◆ **What to produce**
Can you lay out the entries from the line containing "on wall occupies." through the line containing "[0,0,250,88]", inclusive, as a JSON list of strings with one string per line and blank lines left out?

#####

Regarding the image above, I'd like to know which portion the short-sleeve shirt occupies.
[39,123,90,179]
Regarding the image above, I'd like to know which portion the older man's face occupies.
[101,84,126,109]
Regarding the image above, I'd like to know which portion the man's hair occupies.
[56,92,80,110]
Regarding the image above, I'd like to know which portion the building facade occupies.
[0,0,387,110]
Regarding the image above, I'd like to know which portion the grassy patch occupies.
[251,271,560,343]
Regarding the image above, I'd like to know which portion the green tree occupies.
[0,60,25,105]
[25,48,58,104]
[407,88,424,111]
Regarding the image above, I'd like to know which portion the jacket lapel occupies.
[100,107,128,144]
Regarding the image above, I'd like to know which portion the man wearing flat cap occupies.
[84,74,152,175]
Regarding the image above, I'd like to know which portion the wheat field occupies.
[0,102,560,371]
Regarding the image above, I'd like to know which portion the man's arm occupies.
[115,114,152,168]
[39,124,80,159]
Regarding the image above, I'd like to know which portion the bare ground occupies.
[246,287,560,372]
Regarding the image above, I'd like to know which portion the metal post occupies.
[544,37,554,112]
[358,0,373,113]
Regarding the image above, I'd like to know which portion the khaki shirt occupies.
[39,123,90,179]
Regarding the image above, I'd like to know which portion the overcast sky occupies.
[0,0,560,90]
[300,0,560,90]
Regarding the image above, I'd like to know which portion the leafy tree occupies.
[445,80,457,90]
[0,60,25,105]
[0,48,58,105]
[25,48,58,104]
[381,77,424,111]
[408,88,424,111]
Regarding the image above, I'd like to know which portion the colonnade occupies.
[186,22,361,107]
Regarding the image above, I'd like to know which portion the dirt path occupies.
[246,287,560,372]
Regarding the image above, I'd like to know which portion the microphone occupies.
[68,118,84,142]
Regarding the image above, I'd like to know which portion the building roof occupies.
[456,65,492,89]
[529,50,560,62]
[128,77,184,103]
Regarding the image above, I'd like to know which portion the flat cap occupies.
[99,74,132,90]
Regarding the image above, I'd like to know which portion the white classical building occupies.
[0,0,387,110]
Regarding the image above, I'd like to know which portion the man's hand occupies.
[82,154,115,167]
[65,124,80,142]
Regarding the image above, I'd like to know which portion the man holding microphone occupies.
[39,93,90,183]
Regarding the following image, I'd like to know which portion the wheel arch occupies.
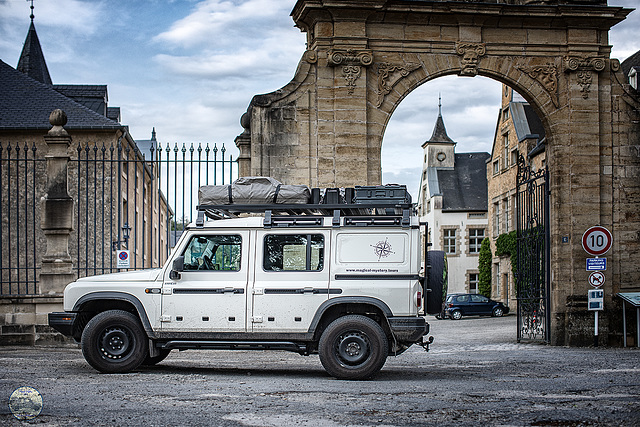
[73,291,155,339]
[309,297,393,342]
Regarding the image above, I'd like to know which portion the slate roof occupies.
[16,20,51,85]
[436,153,490,212]
[0,60,123,130]
[509,102,545,142]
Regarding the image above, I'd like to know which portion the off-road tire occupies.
[318,315,389,380]
[81,310,149,373]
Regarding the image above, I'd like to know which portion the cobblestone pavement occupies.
[0,316,640,427]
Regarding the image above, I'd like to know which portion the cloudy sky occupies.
[0,0,640,195]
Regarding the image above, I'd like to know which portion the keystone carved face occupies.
[456,43,485,76]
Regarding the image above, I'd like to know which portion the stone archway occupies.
[236,0,640,344]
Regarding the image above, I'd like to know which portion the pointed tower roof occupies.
[16,10,52,85]
[422,97,455,148]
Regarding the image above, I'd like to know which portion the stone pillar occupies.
[39,110,75,295]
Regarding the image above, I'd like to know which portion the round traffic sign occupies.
[582,225,613,256]
[589,271,604,288]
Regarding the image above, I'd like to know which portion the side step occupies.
[158,341,309,356]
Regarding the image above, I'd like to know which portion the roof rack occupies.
[196,200,415,228]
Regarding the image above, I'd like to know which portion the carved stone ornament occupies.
[456,42,487,77]
[327,49,373,95]
[516,62,559,108]
[578,70,593,99]
[564,56,607,99]
[302,50,318,64]
[342,65,362,95]
[376,62,420,108]
[327,49,373,67]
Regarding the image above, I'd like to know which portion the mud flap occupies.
[424,251,449,315]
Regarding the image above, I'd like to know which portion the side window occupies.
[471,295,489,303]
[262,234,324,271]
[182,235,242,271]
[456,295,469,303]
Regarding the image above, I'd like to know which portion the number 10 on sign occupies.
[582,225,613,256]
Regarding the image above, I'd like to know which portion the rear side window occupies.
[182,235,242,271]
[456,295,469,302]
[262,234,324,271]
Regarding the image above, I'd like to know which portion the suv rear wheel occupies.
[81,310,148,373]
[319,315,389,380]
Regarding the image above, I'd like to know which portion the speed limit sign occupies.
[582,225,613,256]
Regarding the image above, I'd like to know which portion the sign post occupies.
[582,225,613,347]
[116,250,131,269]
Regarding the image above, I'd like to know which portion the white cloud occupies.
[155,0,293,48]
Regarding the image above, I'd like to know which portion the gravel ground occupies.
[0,316,640,427]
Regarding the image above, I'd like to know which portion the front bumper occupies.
[49,312,78,336]
[388,317,429,343]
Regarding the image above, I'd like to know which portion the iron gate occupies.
[0,140,238,297]
[514,155,551,343]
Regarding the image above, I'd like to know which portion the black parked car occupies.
[440,294,509,320]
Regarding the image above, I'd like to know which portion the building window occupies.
[502,133,509,169]
[469,228,484,254]
[511,149,518,165]
[502,198,511,233]
[442,228,456,254]
[469,273,480,294]
[493,202,500,237]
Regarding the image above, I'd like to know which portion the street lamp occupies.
[112,222,131,251]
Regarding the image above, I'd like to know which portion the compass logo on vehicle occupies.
[371,239,395,261]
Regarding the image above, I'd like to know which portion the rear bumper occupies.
[388,317,429,343]
[49,313,77,336]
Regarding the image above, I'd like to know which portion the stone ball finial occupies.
[49,108,69,136]
[49,108,67,126]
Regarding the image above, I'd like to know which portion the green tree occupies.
[478,237,492,298]
[496,230,518,277]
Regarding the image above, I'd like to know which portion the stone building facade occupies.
[0,21,171,344]
[417,104,489,293]
[486,85,546,308]
[236,0,640,345]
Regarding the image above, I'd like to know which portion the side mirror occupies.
[169,256,184,280]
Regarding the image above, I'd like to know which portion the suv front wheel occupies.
[318,315,389,380]
[81,310,149,373]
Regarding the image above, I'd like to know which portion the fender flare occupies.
[73,291,155,339]
[309,297,393,334]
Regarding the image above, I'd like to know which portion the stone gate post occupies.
[39,109,75,295]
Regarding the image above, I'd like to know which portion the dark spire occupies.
[16,1,53,85]
[425,95,455,144]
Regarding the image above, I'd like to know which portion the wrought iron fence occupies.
[0,140,238,296]
[0,142,46,295]
[515,156,551,342]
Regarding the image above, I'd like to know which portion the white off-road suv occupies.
[49,182,446,379]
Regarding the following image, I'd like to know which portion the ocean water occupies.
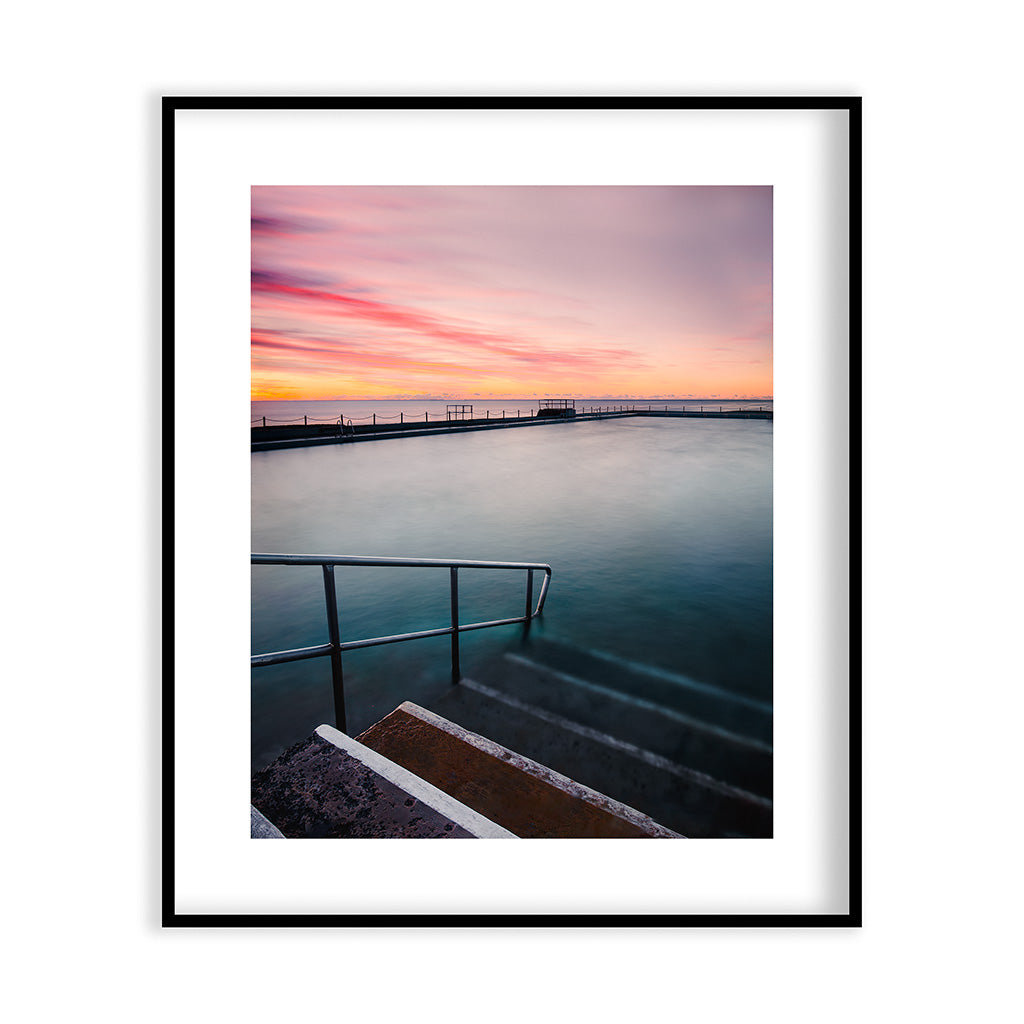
[252,415,772,767]
[250,398,772,427]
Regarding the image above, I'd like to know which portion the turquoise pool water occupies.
[252,418,772,766]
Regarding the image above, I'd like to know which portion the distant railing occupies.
[249,399,771,428]
[250,554,551,732]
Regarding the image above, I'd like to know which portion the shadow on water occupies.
[252,419,772,767]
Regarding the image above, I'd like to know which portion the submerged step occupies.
[357,701,679,839]
[432,679,772,838]
[474,651,772,798]
[251,725,516,839]
[514,636,772,745]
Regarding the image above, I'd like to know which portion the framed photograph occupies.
[163,96,861,928]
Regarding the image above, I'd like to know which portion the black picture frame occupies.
[162,96,862,929]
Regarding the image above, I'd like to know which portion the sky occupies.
[251,185,772,400]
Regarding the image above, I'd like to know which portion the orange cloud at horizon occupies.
[251,187,772,400]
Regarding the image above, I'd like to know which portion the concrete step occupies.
[250,725,516,839]
[431,679,772,838]
[514,636,772,746]
[474,651,772,799]
[356,701,680,839]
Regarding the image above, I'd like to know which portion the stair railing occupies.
[250,554,551,732]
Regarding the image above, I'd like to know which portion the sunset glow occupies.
[251,186,772,399]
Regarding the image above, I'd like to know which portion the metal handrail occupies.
[250,554,551,732]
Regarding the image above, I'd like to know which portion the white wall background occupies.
[6,0,1022,1021]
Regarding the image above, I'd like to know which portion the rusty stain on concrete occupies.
[356,701,679,839]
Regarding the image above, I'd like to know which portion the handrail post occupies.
[324,562,348,732]
[451,565,462,683]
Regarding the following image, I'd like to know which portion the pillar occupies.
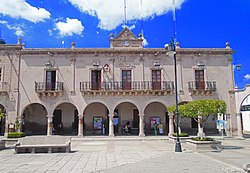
[109,112,115,137]
[197,116,205,138]
[139,114,145,137]
[168,113,174,136]
[47,115,54,136]
[78,115,84,136]
[236,113,243,137]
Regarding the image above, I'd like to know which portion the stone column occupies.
[197,116,205,138]
[47,115,54,136]
[168,113,174,136]
[109,113,115,137]
[139,114,145,137]
[78,115,84,136]
[236,113,243,137]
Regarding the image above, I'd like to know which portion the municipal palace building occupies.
[0,28,240,137]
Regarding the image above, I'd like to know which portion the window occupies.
[195,70,205,90]
[122,70,131,90]
[152,70,161,90]
[46,71,56,91]
[91,70,101,90]
[0,67,3,81]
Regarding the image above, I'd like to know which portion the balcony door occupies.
[91,70,101,90]
[46,70,56,91]
[152,70,161,90]
[122,70,131,90]
[195,70,205,90]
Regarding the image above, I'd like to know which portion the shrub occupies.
[7,132,25,138]
[191,137,214,141]
[173,132,188,137]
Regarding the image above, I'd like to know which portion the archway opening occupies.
[22,103,48,135]
[83,102,109,135]
[240,95,250,133]
[0,105,6,135]
[144,102,169,135]
[114,102,139,135]
[52,103,78,135]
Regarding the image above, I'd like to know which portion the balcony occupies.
[80,81,174,95]
[35,82,63,97]
[188,81,216,95]
[0,82,9,94]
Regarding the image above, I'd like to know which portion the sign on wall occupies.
[93,117,102,130]
[150,117,161,129]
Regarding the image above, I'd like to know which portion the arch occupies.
[0,104,6,135]
[144,100,169,135]
[21,102,48,115]
[83,101,109,135]
[83,99,109,111]
[143,99,166,110]
[114,99,140,135]
[235,84,250,113]
[21,103,48,135]
[52,102,79,135]
[113,99,142,110]
[236,89,250,132]
[51,100,80,115]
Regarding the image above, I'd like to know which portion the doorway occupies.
[52,109,62,134]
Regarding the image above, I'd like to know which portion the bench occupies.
[243,163,250,173]
[15,136,71,154]
[0,140,5,150]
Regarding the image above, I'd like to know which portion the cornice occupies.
[20,46,235,56]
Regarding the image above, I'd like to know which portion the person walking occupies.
[158,122,163,135]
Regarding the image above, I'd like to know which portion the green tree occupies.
[168,100,226,138]
[0,108,5,119]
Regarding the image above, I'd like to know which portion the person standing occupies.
[158,122,163,135]
[153,122,157,136]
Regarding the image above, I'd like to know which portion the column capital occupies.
[236,112,241,116]
[78,115,84,118]
[138,114,145,117]
[47,115,54,118]
[168,112,174,116]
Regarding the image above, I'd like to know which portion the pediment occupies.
[114,27,138,40]
[110,27,143,48]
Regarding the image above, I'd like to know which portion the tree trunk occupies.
[197,116,205,139]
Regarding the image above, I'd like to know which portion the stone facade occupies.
[0,28,237,136]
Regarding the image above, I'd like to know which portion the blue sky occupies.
[0,0,250,88]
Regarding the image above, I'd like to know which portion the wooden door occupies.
[195,70,205,90]
[122,70,131,90]
[132,109,139,128]
[152,70,161,90]
[46,71,56,91]
[91,70,101,90]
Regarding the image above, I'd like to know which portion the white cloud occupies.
[68,0,185,30]
[48,29,53,36]
[0,0,50,23]
[56,18,84,36]
[0,20,24,36]
[244,74,250,80]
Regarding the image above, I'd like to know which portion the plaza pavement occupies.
[0,136,250,173]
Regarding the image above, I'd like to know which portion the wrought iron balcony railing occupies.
[80,81,174,91]
[0,82,9,92]
[35,82,63,92]
[188,81,216,91]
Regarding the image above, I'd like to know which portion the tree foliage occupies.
[167,100,226,118]
[0,108,5,119]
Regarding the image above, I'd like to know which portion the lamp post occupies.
[164,39,182,152]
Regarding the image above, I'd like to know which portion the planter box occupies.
[169,136,191,142]
[187,140,222,150]
[0,140,5,150]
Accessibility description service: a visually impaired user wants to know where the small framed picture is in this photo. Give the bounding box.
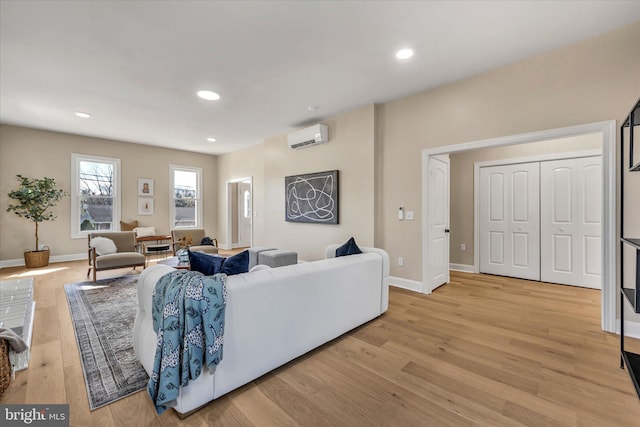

#####

◆ **Exercise answer**
[
  "Regarding the image above, I'd like to know which portion the sign on wall occupies.",
  "[93,117,102,130]",
  "[150,117,161,129]",
  "Regarding the image above, I'd like to know which portion the arch occupies.",
  "[0,104,6,135]",
  "[144,100,169,135]",
  "[21,102,48,115]",
  "[83,101,109,135]",
  "[83,99,109,111]",
  "[143,99,166,110]",
  "[114,99,140,135]",
  "[235,84,250,113]",
  "[21,103,48,135]",
  "[52,102,79,135]",
  "[113,99,142,110]",
  "[236,89,250,132]",
  "[51,100,80,115]",
  "Regarding the image above, I'd like to know which portion the doorway occupies.",
  "[52,109,62,134]",
  "Regarding the image above, I'd like to know which portion the bench occupies.",
  "[243,163,250,173]",
  "[15,136,71,154]",
  "[0,140,5,150]",
  "Regarding the image above, I'd like to know which portion the cornice occupies.",
  "[20,46,235,56]",
  "Regarding the image above, I'd like to know which portion the person walking occupies.",
  "[158,122,163,135]",
  "Regarding the image above, I'd like to know which portion the green tree occupies.",
  "[168,100,226,138]",
  "[0,108,5,119]",
  "Regarding the image above, I'd like to know which portion the person standing occupies.",
  "[158,122,163,135]",
  "[153,122,157,136]",
  "Regarding the image above, I'd like to know which portion the column capital occupies.",
  "[236,112,241,116]",
  "[78,115,84,118]",
  "[138,114,145,117]",
  "[47,115,54,118]",
  "[168,112,174,116]",
  "Regarding the image above, I'd like to know which portion the pediment occupies.",
  "[114,27,138,40]",
  "[110,27,143,48]",
  "Regarding the image above, I'd like to know which portion the tree trunk occupies.",
  "[197,116,205,139]",
  "Regarding the image above, I'd like to know which portion the stone facade occupies.",
  "[0,28,237,136]",
  "Regarding the image above, I'd like to know which portion the blue sky occupies.",
  "[0,0,250,88]"
]